** start **

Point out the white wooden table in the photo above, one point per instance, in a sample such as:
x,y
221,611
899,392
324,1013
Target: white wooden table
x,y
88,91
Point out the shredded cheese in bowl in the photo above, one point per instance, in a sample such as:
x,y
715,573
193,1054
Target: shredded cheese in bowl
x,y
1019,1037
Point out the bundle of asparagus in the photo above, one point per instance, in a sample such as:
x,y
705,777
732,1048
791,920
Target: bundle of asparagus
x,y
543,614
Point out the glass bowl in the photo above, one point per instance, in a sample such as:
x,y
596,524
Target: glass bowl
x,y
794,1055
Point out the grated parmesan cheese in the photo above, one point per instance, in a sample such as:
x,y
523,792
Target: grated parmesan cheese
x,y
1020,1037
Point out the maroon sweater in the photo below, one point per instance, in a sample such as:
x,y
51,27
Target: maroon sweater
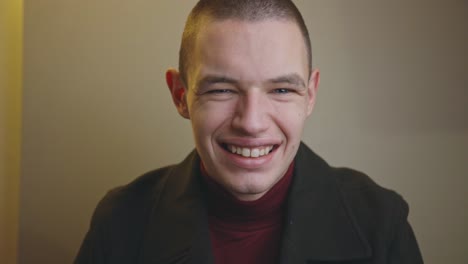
x,y
246,231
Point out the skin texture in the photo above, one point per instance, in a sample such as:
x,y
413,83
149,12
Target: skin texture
x,y
248,86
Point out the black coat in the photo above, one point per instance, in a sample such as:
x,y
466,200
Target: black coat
x,y
335,215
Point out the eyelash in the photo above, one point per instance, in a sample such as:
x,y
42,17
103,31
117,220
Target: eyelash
x,y
282,90
219,91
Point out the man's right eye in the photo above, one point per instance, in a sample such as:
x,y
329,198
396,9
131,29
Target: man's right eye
x,y
219,91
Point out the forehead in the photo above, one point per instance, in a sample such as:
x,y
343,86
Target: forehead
x,y
247,50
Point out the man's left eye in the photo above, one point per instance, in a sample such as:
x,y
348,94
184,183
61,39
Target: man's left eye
x,y
282,90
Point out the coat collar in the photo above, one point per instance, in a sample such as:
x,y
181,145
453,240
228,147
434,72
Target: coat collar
x,y
319,224
177,231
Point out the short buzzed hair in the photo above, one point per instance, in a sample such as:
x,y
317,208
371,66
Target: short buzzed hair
x,y
245,10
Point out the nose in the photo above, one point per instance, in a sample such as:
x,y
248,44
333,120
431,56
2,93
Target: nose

** end **

» Requirements:
What needs duplicating is the run of lines from the one containing "Point out the man's left" through the last line of the entries above, exact and complete.

» Completed task:
Point out the man's left eye in the photo above, one point per instance, in a sample such as:
x,y
348,94
184,183
61,39
Target: man's left eye
x,y
282,90
Point out the coat collar in the photo above, one point per instance, in a sample such as:
x,y
181,145
453,240
228,147
434,72
Target: coat collar
x,y
319,224
177,231
Point out the short buzzed hair in the photo above, one point per instance, in a sample such as:
x,y
317,208
371,66
Target: short buzzed hair
x,y
245,10
Point out the nose in the photo above, one point per instance, in a sample such as:
x,y
248,44
333,120
431,56
2,93
Target: nose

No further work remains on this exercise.